Source text =
☆ ☆ ☆

CORRESP 1 filename1.htm LETTER TO THE SEC

[MERCURY COMPUTER LOGO APPEARS HERE]

 

April 19, 2005

 

VIA EDGAR AND OVERNIGHT COURIER

 

Mr. Daniel Gordon

Branch Chief

Division of Corporation Finance

Securities and Exchange Commission

450 Fifth Street, N.W.

Washington, DC 20549

 

Re: Mercury Computer Systems, Inc.

Form 10-K for the fiscal year ended June 30, 2004

Filed September 10, 2004

Form 10-Q for the quarter ended December 31, 2004

File No. 0-23599

 

Dear Mr. Gordon:

 

This letter is submitted on behalf of Mercury Computer Systems, Inc. (the “Company”) in response to the further comments of the staff of the Division of Corporation Finance (the “Staff”) of the Securities and Exchange Commission raised in your letter of April 5, 2005 to Robert E. Hult, Senior Vice President and Chief Financial Officer of the Company (the “Comment Letter”). For reference purposes, the text of the Comment Letter has been reproduced herein with responses below each numbered comment.

 

Concurrently herewith, the Company is filing amendments to its Form 10-K for the fiscal year ended June 30, 2004 (the “Form 10-K”) and Form 10-Q for the fiscal quarter ended December 31, 2004 (the “Form 10-Q”) in response to the Staff’s comments in the Comment Letter and the previous letter to the undersigned dated March 1, 2005. For your convenience, enclosed please find a copy of each of Amendment No. 1 to the Form 10-K and Amendment No. 1 to the Form 10-Q.

 

Form 10-K as of June 30, 2004

 

Note G – Acquisitions – Page 53

 

Comment 1:

 

We note your response to prior comment 1. We note that you included a discussion of the factors that contributed to a purchase price that resulted in the recognition of goodwill for each of the acquisitions

 

LOGO


Mr. Daniel Gordon

Securities and Exchange Commission

April 19, 2005

Page 2

 

under the headings “Unallocated Purchase Price” for each acquisition in your response dated March 29, 2005. Revise future filings to include these disclosures in your financial statements in accordance with paragraph 51(b) of SFAS No. 141.

☆ ☆ ☆

Supplied material =
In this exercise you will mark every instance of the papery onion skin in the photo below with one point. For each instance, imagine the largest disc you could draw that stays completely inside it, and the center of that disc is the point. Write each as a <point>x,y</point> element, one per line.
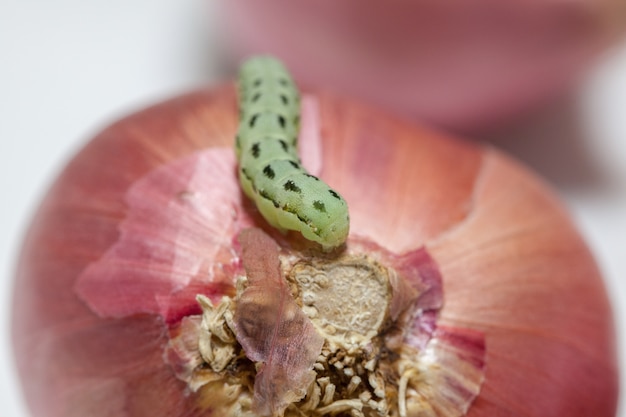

☆ ☆ ☆

Directions for this task =
From the SEC letter above, extract word for word the passage that begins at the words "under the headings" and stops after the words "SFAS No. 141.".

Solved exercise =
under the headings “Unallocated Purchase Price” for each acquisition in your response dated March 29, 2005. Revise future filings to include these disclosures in your financial statements in accordance with paragraph 51(b) of SFAS No. 141.